THE REQUEST: Rewrite the items below, swapping each "corners" for "vertices" and keeping every other character unchanged.
---*---
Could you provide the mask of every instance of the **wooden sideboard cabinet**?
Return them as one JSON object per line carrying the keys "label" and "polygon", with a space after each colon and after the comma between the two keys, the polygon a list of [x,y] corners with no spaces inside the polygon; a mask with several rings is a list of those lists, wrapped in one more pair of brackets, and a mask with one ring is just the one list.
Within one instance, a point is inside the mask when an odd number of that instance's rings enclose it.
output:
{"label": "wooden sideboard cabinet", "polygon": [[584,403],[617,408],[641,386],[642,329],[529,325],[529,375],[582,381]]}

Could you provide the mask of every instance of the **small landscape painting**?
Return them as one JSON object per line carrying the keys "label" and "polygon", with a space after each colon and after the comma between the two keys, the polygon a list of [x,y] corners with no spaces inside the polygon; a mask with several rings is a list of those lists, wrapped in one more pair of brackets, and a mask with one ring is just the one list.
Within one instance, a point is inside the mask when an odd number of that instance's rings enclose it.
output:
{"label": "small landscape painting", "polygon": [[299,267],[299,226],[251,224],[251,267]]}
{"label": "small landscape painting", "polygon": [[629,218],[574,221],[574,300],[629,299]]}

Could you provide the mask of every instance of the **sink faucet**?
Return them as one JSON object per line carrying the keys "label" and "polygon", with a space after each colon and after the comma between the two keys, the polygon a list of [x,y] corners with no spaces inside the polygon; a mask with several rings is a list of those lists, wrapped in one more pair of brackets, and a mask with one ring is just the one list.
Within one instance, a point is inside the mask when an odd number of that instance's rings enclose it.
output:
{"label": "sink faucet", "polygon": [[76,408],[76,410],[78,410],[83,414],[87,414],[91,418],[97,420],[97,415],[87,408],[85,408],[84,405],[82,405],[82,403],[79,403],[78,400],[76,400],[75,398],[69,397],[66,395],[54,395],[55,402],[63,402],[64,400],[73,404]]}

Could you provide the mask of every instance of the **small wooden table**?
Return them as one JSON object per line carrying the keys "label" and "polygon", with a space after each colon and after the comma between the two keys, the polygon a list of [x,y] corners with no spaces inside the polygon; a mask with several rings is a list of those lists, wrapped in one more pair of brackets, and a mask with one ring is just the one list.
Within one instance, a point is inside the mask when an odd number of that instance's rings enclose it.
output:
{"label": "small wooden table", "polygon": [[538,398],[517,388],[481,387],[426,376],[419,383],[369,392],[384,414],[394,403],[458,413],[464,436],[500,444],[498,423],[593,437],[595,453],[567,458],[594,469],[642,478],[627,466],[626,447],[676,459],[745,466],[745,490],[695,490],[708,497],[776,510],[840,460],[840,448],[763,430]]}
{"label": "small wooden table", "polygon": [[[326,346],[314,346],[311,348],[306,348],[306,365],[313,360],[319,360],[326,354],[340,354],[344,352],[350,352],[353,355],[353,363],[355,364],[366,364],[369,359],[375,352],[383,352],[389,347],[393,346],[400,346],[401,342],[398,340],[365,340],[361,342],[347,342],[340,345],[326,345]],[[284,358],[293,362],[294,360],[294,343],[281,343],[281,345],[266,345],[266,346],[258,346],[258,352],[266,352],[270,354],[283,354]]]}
---*---
TASK OUTPUT:
Could you provide the mask of every instance of the **wooden sideboard cabinet**?
Return them as one JSON object per line carrying the keys "label" and "polygon", with a space after each colon and after the comma between the two keys, the polygon a list of [x,y] vertices with no spaces inside the polygon; a mask with several rings is a list of those lists, wrapped in one more pair of brackets, and a mask with one ring is just the one list.
Within one instance, a point is inside the mask when an odd number of that instance's rings enclose it.
output:
{"label": "wooden sideboard cabinet", "polygon": [[584,403],[617,408],[641,386],[642,329],[529,325],[529,375],[582,381]]}

Could you provide the mask of every instance of the **small landscape painting**?
Return them as one JSON object per line carrying the keys "label" and "polygon", with a space after each colon and after the comma between the two keys, the polygon a list of [x,y] vertices with no spaces inside the polygon; a mask with several rings is a list of those lists, wrapped in one more pair of brackets, and a mask with one ring is just the one list.
Within one instance, a point is inside the mask when an odd number of that instance's rings enclose it.
output:
{"label": "small landscape painting", "polygon": [[299,267],[299,226],[251,224],[251,267]]}
{"label": "small landscape painting", "polygon": [[629,218],[574,221],[574,300],[629,299]]}

Could you provide the mask of every instance of the **sink faucet**?
Return them as one JSON object per line carrying the keys "label" and "polygon", with a space after each colon and after the comma between the two keys, the polygon a list of [x,y] vertices with no spaces inside the polygon; a mask with several rings is a list of those lists, wrapped in one more pair of brackets, and a mask with one ring is just the one list.
Within one instance, a point is inside the mask when an odd number of that instance's rings enclose it.
output:
{"label": "sink faucet", "polygon": [[76,408],[76,410],[78,410],[83,414],[87,414],[91,418],[97,420],[97,415],[87,408],[85,408],[84,405],[82,405],[82,403],[79,403],[78,400],[76,400],[75,398],[69,397],[66,395],[54,395],[55,402],[63,402],[64,400],[73,404]]}

Could you provide the mask of every instance of the **small wooden table**?
Return them as one JSON object per line carrying the keys "label" and "polygon", with a space after each colon and after the comma between the two keys, the polygon a list of [x,y] vertices with no spaces inside the polygon; a mask with several rings is a list of those lists, wrapped in one more pair of brackets, and a mask with one ring is just the one list.
Within one instance, a point is inside the mask when an odd number of that instance's rings enclose it.
output:
{"label": "small wooden table", "polygon": [[538,398],[517,388],[481,387],[426,376],[419,383],[369,392],[384,414],[394,403],[458,413],[464,436],[500,444],[498,423],[593,437],[595,453],[567,458],[594,469],[642,478],[627,466],[626,447],[676,459],[745,466],[745,490],[695,490],[708,497],[776,510],[840,460],[840,448],[763,430]]}
{"label": "small wooden table", "polygon": [[[326,346],[314,346],[311,348],[306,348],[306,365],[313,360],[319,360],[326,354],[340,354],[344,352],[350,352],[353,355],[353,363],[355,364],[366,364],[369,359],[375,352],[383,352],[389,347],[393,346],[400,346],[401,342],[398,340],[365,340],[361,342],[347,342],[340,345],[326,345]],[[284,358],[293,362],[294,360],[294,343],[281,343],[281,345],[266,345],[266,346],[258,346],[258,352],[266,352],[270,354],[283,354]]]}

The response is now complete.